--- Task objective ---
List the lines of the material below as a numbered list, leaving out any blank lines.

Records drawn from a dataset:
▶

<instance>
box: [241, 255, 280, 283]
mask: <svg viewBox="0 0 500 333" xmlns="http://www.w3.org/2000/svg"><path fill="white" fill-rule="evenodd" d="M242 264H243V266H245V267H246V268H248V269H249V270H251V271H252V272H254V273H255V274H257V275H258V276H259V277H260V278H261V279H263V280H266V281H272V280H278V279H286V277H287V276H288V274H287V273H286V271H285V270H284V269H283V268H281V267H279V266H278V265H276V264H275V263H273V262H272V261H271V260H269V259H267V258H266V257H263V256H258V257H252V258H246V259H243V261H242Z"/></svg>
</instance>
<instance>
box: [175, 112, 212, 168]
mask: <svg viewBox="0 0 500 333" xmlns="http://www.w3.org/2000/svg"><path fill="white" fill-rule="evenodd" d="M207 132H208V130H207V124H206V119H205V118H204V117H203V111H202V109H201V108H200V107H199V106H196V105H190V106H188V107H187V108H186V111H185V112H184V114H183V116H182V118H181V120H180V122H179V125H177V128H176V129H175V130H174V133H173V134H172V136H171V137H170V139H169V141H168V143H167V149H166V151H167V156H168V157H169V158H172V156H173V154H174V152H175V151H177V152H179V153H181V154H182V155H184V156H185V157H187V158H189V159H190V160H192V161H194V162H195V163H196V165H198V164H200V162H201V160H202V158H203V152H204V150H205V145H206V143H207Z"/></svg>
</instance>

◀

--- Answer to the exercise ---
1. <instance>
2. box: [241, 255, 280, 283]
3. mask: <svg viewBox="0 0 500 333" xmlns="http://www.w3.org/2000/svg"><path fill="white" fill-rule="evenodd" d="M242 264H243V266H245V267H246V268H248V269H249V270H251V271H252V272H254V273H255V274H257V275H258V276H259V277H260V278H261V279H263V280H266V281H272V280H278V279H286V277H287V276H288V274H287V273H286V271H285V270H284V269H283V268H281V267H279V266H278V265H276V264H275V263H273V262H272V261H271V260H269V259H267V258H266V257H263V256H258V257H252V258H246V259H243V261H242Z"/></svg>
4. </instance>
5. <instance>
6. box: [175, 112, 212, 168]
7. mask: <svg viewBox="0 0 500 333" xmlns="http://www.w3.org/2000/svg"><path fill="white" fill-rule="evenodd" d="M207 132H208V130H207V124H206V119H205V118H204V117H203V111H202V109H201V108H200V107H199V106H196V105H190V106H188V107H187V108H186V111H185V112H184V114H183V116H182V118H181V120H180V122H179V125H177V128H176V129H175V130H174V133H173V134H172V136H171V137H170V139H169V141H168V143H167V149H166V151H167V156H168V157H169V158H172V156H173V154H174V152H175V151H177V152H179V153H181V154H182V155H184V156H185V157H187V158H189V159H190V160H192V161H194V162H195V163H196V165H198V164H200V162H201V160H202V158H203V152H204V150H205V145H206V143H207Z"/></svg>
8. </instance>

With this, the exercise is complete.